▶ What the exercise asks
Give again, word for word, only the lines from the one containing "For the evaluation, point out each instance of the referee's" through the final line.

▶ Input rows
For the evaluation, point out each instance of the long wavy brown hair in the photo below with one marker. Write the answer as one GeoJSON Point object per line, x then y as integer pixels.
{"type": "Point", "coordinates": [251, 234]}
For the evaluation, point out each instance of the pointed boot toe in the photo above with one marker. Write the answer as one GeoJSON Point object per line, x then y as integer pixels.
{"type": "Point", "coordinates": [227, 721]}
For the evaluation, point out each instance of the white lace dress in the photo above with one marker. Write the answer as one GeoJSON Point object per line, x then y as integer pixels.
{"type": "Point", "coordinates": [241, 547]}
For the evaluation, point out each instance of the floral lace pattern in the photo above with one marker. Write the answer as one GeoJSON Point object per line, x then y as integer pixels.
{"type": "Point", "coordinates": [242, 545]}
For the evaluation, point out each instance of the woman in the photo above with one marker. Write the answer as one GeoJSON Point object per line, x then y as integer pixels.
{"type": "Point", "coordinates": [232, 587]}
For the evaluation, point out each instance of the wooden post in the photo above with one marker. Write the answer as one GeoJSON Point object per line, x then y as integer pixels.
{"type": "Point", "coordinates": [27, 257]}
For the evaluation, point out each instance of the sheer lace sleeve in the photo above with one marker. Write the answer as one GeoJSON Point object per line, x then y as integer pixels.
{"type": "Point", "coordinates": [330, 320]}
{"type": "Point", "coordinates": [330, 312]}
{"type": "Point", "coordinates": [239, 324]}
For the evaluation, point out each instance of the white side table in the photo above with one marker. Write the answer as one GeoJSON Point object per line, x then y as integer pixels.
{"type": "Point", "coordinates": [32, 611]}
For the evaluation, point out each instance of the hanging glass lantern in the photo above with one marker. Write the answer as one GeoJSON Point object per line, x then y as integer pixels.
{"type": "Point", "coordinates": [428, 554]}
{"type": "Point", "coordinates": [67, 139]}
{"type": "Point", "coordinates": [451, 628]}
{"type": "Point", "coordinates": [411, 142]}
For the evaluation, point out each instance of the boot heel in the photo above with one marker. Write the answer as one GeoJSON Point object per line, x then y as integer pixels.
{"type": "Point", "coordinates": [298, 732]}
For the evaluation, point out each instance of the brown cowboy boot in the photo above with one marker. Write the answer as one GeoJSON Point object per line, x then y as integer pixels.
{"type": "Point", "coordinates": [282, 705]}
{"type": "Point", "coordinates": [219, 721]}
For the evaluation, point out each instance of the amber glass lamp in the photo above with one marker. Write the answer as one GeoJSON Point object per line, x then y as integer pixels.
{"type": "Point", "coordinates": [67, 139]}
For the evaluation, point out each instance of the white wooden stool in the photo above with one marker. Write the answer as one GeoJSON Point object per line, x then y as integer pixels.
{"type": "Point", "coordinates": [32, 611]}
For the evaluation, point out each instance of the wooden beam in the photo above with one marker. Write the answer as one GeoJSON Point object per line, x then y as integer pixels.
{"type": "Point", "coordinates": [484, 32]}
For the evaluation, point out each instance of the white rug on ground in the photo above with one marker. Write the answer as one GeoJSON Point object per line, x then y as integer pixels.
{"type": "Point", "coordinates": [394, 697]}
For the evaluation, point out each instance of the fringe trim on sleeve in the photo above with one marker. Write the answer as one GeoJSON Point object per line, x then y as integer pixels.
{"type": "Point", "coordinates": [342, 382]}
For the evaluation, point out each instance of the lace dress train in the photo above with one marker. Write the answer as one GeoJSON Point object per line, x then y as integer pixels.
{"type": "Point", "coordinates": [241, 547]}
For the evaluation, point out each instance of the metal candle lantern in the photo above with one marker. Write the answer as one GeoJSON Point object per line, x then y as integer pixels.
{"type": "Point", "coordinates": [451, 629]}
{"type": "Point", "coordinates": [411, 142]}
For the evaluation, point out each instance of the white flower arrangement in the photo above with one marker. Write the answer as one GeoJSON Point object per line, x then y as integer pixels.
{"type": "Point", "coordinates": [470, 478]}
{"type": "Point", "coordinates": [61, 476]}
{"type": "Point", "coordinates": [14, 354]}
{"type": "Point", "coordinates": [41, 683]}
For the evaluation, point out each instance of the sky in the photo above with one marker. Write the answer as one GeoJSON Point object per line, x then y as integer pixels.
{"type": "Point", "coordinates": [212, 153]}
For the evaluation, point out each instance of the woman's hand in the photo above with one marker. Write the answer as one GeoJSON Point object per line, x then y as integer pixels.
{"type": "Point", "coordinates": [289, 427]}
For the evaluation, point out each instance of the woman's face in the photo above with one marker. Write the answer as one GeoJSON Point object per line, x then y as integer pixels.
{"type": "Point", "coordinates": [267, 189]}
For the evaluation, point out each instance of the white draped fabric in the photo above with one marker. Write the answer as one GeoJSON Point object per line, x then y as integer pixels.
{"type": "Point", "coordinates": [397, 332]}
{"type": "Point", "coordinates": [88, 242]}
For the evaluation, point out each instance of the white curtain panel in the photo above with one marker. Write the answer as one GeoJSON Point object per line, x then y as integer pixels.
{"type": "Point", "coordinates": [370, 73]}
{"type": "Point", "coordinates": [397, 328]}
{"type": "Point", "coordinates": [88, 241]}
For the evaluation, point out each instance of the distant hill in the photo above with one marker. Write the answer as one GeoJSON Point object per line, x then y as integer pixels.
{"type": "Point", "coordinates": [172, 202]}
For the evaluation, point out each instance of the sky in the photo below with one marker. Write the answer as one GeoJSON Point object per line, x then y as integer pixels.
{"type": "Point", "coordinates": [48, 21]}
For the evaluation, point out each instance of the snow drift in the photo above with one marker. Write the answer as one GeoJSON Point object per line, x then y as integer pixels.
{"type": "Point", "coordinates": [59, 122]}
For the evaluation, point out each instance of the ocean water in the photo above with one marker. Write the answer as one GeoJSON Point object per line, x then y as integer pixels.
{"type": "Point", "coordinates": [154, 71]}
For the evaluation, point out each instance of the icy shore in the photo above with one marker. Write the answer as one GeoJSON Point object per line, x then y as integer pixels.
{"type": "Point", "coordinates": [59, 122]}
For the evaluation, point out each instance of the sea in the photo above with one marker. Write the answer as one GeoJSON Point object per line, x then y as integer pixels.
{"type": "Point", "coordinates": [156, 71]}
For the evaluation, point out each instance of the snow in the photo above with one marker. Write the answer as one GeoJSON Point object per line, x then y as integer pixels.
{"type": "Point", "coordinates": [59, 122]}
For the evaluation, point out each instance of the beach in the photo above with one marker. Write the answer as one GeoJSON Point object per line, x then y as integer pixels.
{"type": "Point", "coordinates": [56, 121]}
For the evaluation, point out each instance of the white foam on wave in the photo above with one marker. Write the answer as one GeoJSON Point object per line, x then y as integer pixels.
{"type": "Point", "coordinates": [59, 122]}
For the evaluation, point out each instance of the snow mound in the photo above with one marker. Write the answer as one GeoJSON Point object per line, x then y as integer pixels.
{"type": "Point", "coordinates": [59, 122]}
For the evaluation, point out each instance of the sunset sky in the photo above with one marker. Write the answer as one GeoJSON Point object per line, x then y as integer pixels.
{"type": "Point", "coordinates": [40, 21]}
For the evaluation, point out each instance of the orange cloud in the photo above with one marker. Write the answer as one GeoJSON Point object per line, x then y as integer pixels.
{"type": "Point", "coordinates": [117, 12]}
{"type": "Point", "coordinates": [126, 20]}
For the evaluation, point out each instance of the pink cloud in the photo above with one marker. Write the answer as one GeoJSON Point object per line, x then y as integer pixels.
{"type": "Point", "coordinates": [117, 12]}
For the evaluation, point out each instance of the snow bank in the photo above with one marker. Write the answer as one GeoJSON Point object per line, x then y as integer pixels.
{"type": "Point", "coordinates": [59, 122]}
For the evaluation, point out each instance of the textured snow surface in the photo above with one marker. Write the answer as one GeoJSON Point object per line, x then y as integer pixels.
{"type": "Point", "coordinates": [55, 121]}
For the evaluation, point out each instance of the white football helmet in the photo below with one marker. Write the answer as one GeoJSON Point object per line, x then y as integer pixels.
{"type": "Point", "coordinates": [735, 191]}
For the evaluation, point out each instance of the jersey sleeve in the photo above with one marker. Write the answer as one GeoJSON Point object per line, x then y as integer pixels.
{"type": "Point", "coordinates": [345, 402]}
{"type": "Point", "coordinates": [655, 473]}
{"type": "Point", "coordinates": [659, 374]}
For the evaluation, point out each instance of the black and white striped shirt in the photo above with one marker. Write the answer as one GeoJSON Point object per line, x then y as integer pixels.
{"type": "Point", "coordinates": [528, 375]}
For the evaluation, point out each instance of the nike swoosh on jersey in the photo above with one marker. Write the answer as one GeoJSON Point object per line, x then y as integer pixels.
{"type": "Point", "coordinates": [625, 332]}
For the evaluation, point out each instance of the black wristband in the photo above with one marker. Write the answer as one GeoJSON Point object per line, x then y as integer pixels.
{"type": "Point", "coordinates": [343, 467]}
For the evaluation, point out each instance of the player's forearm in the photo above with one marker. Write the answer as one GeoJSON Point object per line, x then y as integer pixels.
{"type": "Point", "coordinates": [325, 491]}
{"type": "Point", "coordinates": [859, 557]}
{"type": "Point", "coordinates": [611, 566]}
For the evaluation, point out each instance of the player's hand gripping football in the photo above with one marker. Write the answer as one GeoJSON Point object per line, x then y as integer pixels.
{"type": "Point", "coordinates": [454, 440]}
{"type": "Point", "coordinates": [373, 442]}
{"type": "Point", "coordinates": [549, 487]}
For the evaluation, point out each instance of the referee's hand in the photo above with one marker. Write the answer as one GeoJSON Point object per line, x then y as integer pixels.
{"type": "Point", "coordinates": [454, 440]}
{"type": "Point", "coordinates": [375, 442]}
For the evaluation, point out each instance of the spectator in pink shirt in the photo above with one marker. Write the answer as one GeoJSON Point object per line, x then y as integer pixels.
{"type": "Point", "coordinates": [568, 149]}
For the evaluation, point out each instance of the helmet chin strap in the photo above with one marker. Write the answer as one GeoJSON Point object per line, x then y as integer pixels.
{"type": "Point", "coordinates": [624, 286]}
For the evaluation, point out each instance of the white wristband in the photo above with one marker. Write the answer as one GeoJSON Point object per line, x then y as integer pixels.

▶ Written answer
For the evaluation, point out each instance of the referee's hand in the photo above with one marker. Write the answer as one GeoJSON Point object per line, x then y as integer pixels.
{"type": "Point", "coordinates": [454, 440]}
{"type": "Point", "coordinates": [375, 442]}
For the evaluation, point out each instance of the spectator in pink shirt in the photo above with one marker. Write the answer as one GeoJSON Point object per line, x then y as integer pixels.
{"type": "Point", "coordinates": [568, 149]}
For the evaluation, point out each instance of the helmet chin strap in the photo above with one marker. Write the answer as one GeoJSON Point object per line, x then y as integer pixels.
{"type": "Point", "coordinates": [624, 286]}
For the evaluation, point out each instance of the white wristband in the photo above with one marker. Write the answer as one GeoJSON Point object per line, x then y as integer pixels.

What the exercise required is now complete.